#### SELECTED EXCERPT

I had driven to New Orleans in late 2005, a few months after Hurricane Katrina, very much an average, mildly-engaged young Episcopalian. I had graduated college in Iowa a few years earlier, and had bounced around rural parts of the state as an unsuccessful political organizer. I was looking for a place to be helpful and to bide my time until maybe I’d go to law school, and I’d heard my cousins’ priest announce a trip gutting houses in New Orleans leaving the day after Christmas. It was exactly that simple – work I knew nothing about in a place I knew nothing about, going because the dates worked well on my calendar.
I arrived to a city still very much in complete crisis: almost no street lights, very little electricity restored, no public schools open, 80% of the housing stock uninhabitable, universities relocated, restaurants serving one dish on paper plates because they couldn’t get the kitchen crews back. Evidence of the flood’s destruction was everywhere – and would continue to be for years – having flooded homes slowly enough in some areas to leave folded laundry on ruined mattresses, or so fast in others to have piled houses and cars on top of one another.
I started working out of the Chapel of the Holy Comforter in Gentilly with the wonderful Rev. Roger Allen. He was newly ordained and almost all of his parishioners, including he and his wife, had lost their homes. But the church hadn’t flooded and had the only flush toilet in 30 square miles. My team from DC started helping gut homes for this congregation, and when the other volunteers from my team left, I stayed behind and began working for church members’ friends, neighbors and the random folks who drove by and asked for help for their great-aunts or whoever. I got hired by the Diocese of the Louisiana to continue the work coordinating teams to gut (and eventually rebuild) homes, through a grant with Episcopal Relief & Development as part of the larger diocesan Office of Disaster Response.
Our program prioritized folks who were struggling most, folks for whom being unable to take care of clearing out their house was certainly not their biggest problem, but for whom tangible evidence of progress might give them the emotional energy to tackle other things. Other gutting programs – perhaps understandably – focused on house gutting as a housing program, and vetted cases through a housing lens: did this person want to move home? Would they have the means to move home? Did they have a plan for their recovery? We looked at the problem through more of a pastoral lens, aiming to serve folks who had no idea if they’d be able to move home ever again, but might feel a tiny bit better if we could find their wooden Last Supper statue or daughter’s brass shoe or husband’s purple heart.

########
#### GIVEN DATA

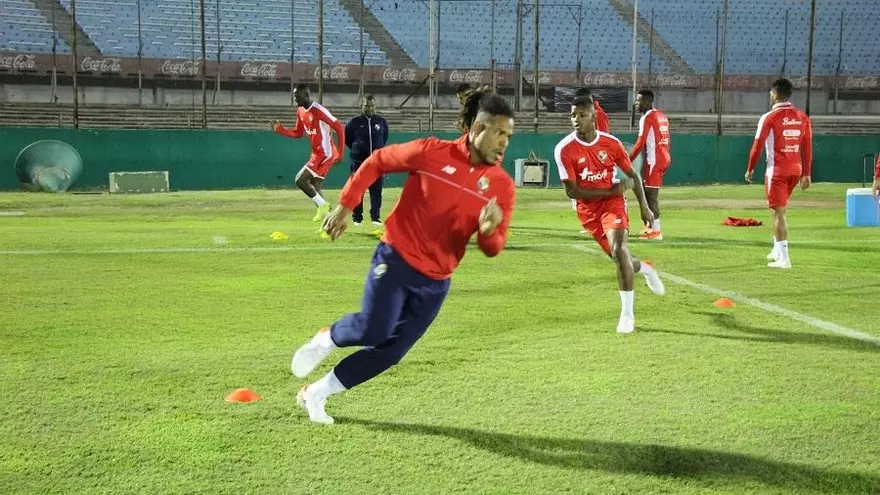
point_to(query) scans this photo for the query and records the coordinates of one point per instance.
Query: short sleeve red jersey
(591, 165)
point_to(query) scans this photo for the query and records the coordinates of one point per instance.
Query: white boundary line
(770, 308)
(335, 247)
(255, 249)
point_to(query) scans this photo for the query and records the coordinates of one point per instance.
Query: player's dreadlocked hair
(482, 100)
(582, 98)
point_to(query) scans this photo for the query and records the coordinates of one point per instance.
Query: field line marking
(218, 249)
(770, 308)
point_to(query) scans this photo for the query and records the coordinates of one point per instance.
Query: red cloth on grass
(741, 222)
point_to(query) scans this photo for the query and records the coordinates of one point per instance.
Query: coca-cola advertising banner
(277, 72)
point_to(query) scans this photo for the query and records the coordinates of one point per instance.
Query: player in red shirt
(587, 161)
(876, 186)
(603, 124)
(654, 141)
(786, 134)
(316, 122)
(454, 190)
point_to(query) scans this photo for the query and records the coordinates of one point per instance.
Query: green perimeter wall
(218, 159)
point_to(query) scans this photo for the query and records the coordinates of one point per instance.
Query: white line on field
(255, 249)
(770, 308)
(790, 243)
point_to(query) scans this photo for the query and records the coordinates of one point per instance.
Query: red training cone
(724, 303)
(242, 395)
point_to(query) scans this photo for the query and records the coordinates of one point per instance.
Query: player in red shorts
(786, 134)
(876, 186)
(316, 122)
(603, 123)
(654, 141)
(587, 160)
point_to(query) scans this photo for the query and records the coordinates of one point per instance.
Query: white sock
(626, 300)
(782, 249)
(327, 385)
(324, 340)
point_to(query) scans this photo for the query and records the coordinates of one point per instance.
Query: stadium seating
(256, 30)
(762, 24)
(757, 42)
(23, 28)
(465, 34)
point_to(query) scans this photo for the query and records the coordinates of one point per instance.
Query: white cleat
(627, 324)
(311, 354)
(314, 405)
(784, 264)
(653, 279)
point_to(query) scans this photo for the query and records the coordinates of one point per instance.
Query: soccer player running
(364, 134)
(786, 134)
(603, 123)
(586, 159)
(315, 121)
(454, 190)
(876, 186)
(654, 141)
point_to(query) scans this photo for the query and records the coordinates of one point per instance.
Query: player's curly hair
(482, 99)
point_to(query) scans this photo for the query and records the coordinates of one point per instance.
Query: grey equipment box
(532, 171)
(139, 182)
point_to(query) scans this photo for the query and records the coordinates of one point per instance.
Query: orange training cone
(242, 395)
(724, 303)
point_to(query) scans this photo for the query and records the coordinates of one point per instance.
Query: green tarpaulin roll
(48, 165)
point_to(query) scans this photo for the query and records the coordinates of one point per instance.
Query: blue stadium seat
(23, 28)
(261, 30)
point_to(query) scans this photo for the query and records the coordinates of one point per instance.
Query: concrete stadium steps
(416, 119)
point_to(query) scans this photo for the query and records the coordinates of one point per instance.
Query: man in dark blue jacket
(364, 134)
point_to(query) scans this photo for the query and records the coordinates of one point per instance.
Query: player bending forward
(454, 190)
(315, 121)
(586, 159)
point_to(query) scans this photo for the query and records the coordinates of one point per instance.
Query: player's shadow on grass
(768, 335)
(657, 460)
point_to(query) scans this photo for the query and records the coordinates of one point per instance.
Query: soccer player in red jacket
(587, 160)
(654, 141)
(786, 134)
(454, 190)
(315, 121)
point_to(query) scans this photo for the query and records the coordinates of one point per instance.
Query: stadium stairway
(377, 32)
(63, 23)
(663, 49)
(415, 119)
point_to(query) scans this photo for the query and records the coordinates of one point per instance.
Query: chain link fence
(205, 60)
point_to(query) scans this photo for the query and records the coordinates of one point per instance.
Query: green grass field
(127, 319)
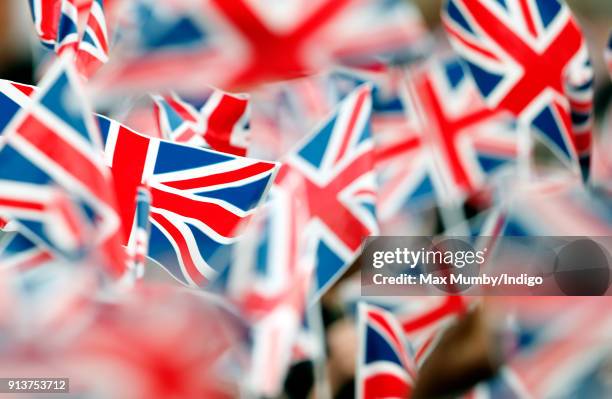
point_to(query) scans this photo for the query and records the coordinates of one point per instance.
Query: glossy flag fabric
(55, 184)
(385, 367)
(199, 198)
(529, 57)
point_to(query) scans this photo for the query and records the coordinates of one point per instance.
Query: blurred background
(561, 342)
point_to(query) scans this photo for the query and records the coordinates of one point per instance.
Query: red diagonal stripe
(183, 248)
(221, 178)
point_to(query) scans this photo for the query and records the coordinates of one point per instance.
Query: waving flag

########

EXERCISES TO COMPLETE:
1. Please answer these questions from the New Orleans account:
(a) In which state did the writer graduate from college?
(b) What share of the housing stock was uninhabitable when the writer arrived?
(c) Out of which church did the writer start working, and in what neighborhood?
2. In the New Orleans account, why did the writer's program give priority to the people who were struggling most? Answer in one to three sentences.
3. Carry the New Orleans account forward from the point where it stops.
The data can be set aside; nothing here depends on it.

EXPECTED RESULTS:
1.
(a) Iowa.
(b) 80%.
(c) The Chapel of the Holy Comforter, in Gentilly.

2. For these people, clearing out the house was not their biggest problem, but tangible evidence of progress might give them the emotional energy to tackle other things. The program took a pastoral rather than a housing view, so it served people who might never move home but might feel a little better if a cherished item were recovered.

3.
In New Orleans over the next few years, I think I saw what the Body of Christ looked like, and smelled like and sobbed like – both beautiful and damaged – in that woman on her stoop and in the volunteers working inside and in similar scenes repeated hundreds of times over. Since then, I’ve thought a lot about how we, as a church, are doing being the body of Christ in the world today. When one part is suffering or injured, do we try to walk it off, ignore the pain and hope it goes away, or do we tend to the wounded part with respect and loving-kindness until it is healed?
The Body was hurt in New Orleans, both by the storm, but also by generations of poverty, racism and governmental neglect. Our broader church body saw the immediate need and responded, with funds and volunteers arriving by the thousands: school trips, adult mission crews, bridge clubs, coworkers – some for a day or two, some for a year, leading crews and working more closely with the homeowners. We sorted sodden belongings and removed mountains of moldy clothes and took down wet sheetrock and paid for subcontractors and hung walls and installed floors and planted flowers. We made so many phone calls. We donated and we sweated and we did boring office work. We prayed with folks and for them, and we sat with them while they cried.
In working with these folks and in hearing their stories, both about the storm and about their lives before the storm, I saw the ways that systemic failures, systemic problems in our broader Body – in our schools, in our criminal justice system, in our disaster response structure – had and have real impact on real people. We all had a role in creating a system where the levees failed in New Orleans and drowned its residents, where people were too poor to be able to evacuate, where the public schools hadn’t functioned well for generations and illiteracy was so high. And we all have a role in the recovery, both with shovels and screw guns, but also in working to create justice in our communities, in our nation and throughout the whole Body.
Ten years after Katrina, I think there can be a tendency to turn these anniversaries into simply celebrations of our good work. It’s true that meeting the people I met in New Orleans in the years after the storm changed my life and, in many ways, changed our church for the good. We did good work. But I cringe at the idea that Katrina ten years later is that saccharine – that it’s told as a nice transformation story for me, the white Northern volunteer who made a career out of the suffering in the storm’s wake. Katrina’s anniversary should be a commemoration of the nearly 2,000 people killed and a call to action to prevent the systemic failures that led to their deaths. We need to hold on to both the loss and the moments of grace.
I had arrived to New Orleans fond of the Episcopal tradition I’d grown up with, and I left transformed and inspired and sobered. I feel so called to this work, both within the church but also within the broader Body, and will continue to look for ways that the cracks caused by disasters can be openings to step out of our normal patterns and create change.
Holy Women, Holy Men provides this collect for anniversaries after disasters:
God of steadfast love, who led your people through the wilderness: Be with us as we remember and grieve. By your grace, lead us in the path of new life, in the company of your saints and angels; through Jesus Christ, the Savior and Redeemer of the world. Amen.
Be with us, we pray, as we remember and grieve the nearly 2,000 lives lost and millions of lives changed. Lead us in the path of new life, one toward wholeness and love and justice, as a nation and as a church.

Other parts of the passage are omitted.